Textausschnitt:
•••••

Etwa 40.000 Stellen im Fahrdienst zu ersetzen
Die Busbetriebe brauchen Nachwuchs wie Katja Wolters. Von den bundesweit rund 103 000 Busfahrern gehen nach Einschätzung des Bundesverbandes deutscher Omnibusunternehmer viele bis 2030 in den Ruhestand. Laut einer Umfrage unter Privatbetrieben sind die Hälfte der Fahrer 51 Jahre und älter. Bei den städtischen sieht es ähnlich aus: Von den 85 000 Beschäftigten im öffentlichen Fahrdienst sind laut Verband deutscher Verkehrsunternehmen (VDV) bis 2030 etwa 40 000 aus Altersgründen zu ersetzen.
Im Revier arbeiten die Verkehrsbetriebe vor. Bei der DVG liegt der Altersdurchschnitt dank Neueinstellungen bei 40 Jahren. Neulinge müssen mindestens 23 Jahre alt sein und seit zwei Jahren Auto fahren. Die Dortmunder Stadtwerke bilden im Jahr bis zu 50 Fahrer aus, private wie städtische Betriebe bemühen sich zudem um Arbeitslose oder Jobwechsler. Dennoch: Auch in der Region wird man nervös. Verkehrsbetriebe wie die Reviergröße Bogestra beteiligen sich an einer erstmals bundesweiten Kampagne, um den ÖPNV als Arbeitgeber zu bewerben. „Die Personalsuche ist anspruchsvoller geworden“, sagt Volker Wente vom VDV NRW.
Noch neue Ausbildung zur Fahrdienst-Fachkraft
Wer Busfahrer werden will, musste lange vor allem den entsprechenden Führerschein und Fahrpraxis vorweisen. Berufskraftfahrer, Handwerker oder Wehrdienstleistende, die einen Lkw-Führerschein gemacht haben, kamen in den Beruf. Erst seit diesem Jahrhundert gibt es die zweijährige Ausbildung zur Fachkraft im Fahrdienst, die auch im Ticketverkauf arbeiten kann. Die Bogestra gehörte zu den ersten Betrieben, die sie anboten.
Dass um Fahrer inzwischen regelrecht geworben werden muss, hat aus Sicht der Gewerkschaft Verdi zwei Gründe: „Die Belastung ist gestiegen, die Bezahlung hat sich aber nicht deutlich verbessert“, sagt Peter Büddiker, Verkehrsexperte bei Verdi NRW. In NRW verdienen Tarifangestellte, die nach 2010 eingestellt wurden, rund 2500 Euro; bei Privaten sei es bei einem Stundenlohn von 13,50 Euro weniger. Der dichte Verkehr sorge für Stress, die Anforderungen durch Fahrgäste würden komplizierter, Pausen durch Verspätungen beschnitten. „Viele fühlen sich alleingelassen“, so Büddiker. Hinzu kommen ruppige Kunden: 2017 hat die Ruhrbahn Sicherheitsscheiben in Fahrerkabinen eingesetzt, weil 51 Fälle von Spuck-Attacken oder Beleidigungen in einem Jahr gemeldet wurden.

•••••

Daten:

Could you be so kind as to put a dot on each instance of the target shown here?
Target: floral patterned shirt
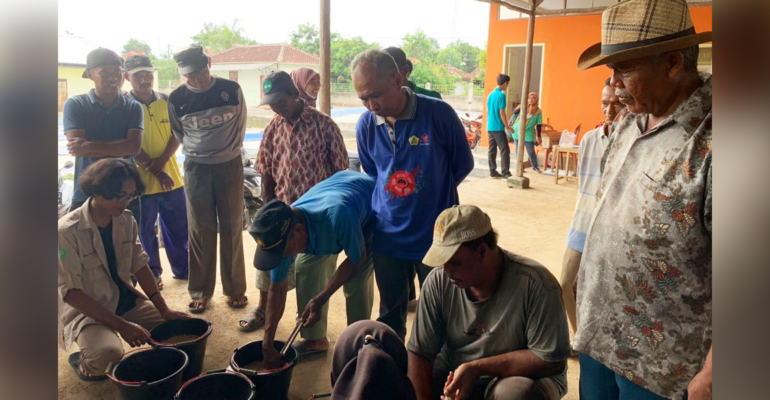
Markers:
(644, 286)
(300, 156)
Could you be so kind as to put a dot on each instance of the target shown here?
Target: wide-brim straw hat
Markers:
(642, 28)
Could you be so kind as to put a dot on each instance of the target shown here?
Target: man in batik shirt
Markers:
(644, 287)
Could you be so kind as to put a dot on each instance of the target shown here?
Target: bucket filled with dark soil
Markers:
(189, 335)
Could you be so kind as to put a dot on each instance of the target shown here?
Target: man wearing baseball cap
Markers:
(300, 148)
(490, 324)
(102, 123)
(164, 193)
(644, 309)
(333, 216)
(208, 117)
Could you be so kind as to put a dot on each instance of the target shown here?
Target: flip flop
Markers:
(74, 360)
(303, 353)
(195, 310)
(251, 319)
(233, 304)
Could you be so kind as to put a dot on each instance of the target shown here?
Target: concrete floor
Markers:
(532, 222)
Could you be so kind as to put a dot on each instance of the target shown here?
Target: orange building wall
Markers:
(569, 96)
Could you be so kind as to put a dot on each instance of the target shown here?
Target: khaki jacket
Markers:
(83, 265)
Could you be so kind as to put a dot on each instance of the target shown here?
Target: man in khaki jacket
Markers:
(98, 251)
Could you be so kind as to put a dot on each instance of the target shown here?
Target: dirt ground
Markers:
(532, 222)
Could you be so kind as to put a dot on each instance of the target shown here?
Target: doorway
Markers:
(513, 66)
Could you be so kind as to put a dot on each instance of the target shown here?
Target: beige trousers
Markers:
(568, 280)
(99, 344)
(215, 203)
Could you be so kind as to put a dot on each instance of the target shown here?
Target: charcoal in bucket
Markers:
(195, 330)
(217, 386)
(152, 374)
(269, 385)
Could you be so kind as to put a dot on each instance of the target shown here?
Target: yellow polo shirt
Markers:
(157, 133)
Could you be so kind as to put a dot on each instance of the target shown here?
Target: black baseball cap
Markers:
(276, 84)
(397, 55)
(137, 61)
(191, 59)
(270, 228)
(101, 57)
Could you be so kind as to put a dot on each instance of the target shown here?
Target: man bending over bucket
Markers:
(334, 215)
(99, 250)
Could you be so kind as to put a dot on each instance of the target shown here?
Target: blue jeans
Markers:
(598, 382)
(173, 226)
(530, 146)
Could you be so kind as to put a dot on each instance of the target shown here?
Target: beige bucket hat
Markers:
(641, 28)
(455, 226)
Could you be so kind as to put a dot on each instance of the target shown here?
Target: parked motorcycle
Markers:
(472, 129)
(66, 190)
(252, 190)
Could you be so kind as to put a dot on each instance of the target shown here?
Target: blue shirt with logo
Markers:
(339, 217)
(495, 103)
(416, 175)
(101, 123)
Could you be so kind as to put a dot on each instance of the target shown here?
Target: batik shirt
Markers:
(301, 155)
(644, 286)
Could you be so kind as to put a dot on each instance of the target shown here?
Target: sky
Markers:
(168, 25)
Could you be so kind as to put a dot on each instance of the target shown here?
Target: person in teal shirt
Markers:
(534, 118)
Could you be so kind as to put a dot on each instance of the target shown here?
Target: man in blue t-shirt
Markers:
(333, 216)
(415, 148)
(496, 128)
(102, 123)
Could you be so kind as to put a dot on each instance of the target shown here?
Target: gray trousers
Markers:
(215, 203)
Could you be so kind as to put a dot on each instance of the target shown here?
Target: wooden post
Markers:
(325, 96)
(524, 93)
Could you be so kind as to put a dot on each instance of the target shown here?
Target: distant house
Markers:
(248, 65)
(73, 51)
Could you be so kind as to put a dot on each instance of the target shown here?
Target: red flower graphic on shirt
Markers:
(403, 183)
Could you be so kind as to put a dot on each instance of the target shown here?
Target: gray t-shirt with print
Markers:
(525, 311)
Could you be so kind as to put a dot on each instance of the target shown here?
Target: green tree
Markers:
(136, 45)
(460, 55)
(342, 53)
(219, 38)
(306, 38)
(418, 45)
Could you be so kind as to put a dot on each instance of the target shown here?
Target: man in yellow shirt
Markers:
(164, 195)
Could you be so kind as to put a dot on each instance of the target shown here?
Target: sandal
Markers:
(74, 361)
(197, 306)
(238, 304)
(251, 321)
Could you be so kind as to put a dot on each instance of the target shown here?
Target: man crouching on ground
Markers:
(489, 322)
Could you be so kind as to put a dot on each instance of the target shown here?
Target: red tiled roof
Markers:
(280, 52)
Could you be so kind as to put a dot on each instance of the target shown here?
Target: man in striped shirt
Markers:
(592, 148)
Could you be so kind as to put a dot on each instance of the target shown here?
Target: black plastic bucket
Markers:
(217, 385)
(195, 349)
(152, 374)
(268, 384)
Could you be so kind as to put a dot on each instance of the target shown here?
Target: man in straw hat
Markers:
(644, 286)
(494, 319)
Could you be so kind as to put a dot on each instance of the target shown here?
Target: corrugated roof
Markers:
(73, 50)
(265, 53)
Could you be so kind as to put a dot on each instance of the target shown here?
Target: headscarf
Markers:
(534, 109)
(374, 369)
(301, 77)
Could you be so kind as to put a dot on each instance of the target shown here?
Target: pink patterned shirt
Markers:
(300, 156)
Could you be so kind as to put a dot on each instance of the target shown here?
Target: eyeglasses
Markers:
(193, 75)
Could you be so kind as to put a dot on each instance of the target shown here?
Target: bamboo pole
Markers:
(325, 50)
(524, 93)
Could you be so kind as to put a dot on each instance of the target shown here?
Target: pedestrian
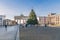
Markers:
(6, 27)
(45, 25)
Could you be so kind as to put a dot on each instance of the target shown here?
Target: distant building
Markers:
(2, 17)
(22, 19)
(9, 22)
(54, 19)
(43, 20)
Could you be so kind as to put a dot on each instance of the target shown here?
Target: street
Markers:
(40, 33)
(8, 34)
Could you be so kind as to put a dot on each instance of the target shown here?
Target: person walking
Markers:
(6, 27)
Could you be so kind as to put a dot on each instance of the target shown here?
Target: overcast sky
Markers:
(11, 8)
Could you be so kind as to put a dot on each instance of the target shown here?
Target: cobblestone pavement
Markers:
(8, 33)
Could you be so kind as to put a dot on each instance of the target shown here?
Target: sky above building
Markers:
(11, 8)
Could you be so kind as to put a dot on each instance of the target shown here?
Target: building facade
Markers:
(54, 19)
(22, 19)
(2, 17)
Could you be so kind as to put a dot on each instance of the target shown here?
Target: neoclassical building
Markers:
(23, 19)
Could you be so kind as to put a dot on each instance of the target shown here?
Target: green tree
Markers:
(32, 18)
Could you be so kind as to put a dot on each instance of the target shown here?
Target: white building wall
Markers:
(2, 17)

•••••

Aufgaben:
**1)** Wie viele Fahrer bilden die Dortmunder Stadtwerke laut dem Textausschnitt im Jahr aus?
**2)** Schreibe aus dem Textausschnitt alles von „Im Revier arbeiten“ bis hinunter zu „vom VDV NRW.“ wortgetreu ab.

Antworten:
**1)** Bis zu 50 Fahrer im Jahr.

**2)**
Im Revier arbeiten die Verkehrsbetriebe vor. Bei der DVG liegt der Altersdurchschnitt dank Neueinstellungen bei 40 Jahren. Neulinge müssen mindestens 23 Jahre alt sein und seit zwei Jahren Auto fahren. Die Dortmunder Stadtwerke bilden im Jahr bis zu 50 Fahrer aus, private wie städtische Betriebe bemühen sich zudem um Arbeitslose oder Jobwechsler. Dennoch: Auch in der Region wird man nervös. Verkehrsbetriebe wie die Reviergröße Bogestra beteiligen sich an einer erstmals bundesweiten Kampagne, um den ÖPNV als Arbeitgeber zu bewerben. „Die Personalsuche ist anspruchsvoller geworden“, sagt Volker Wente vom VDV NRW.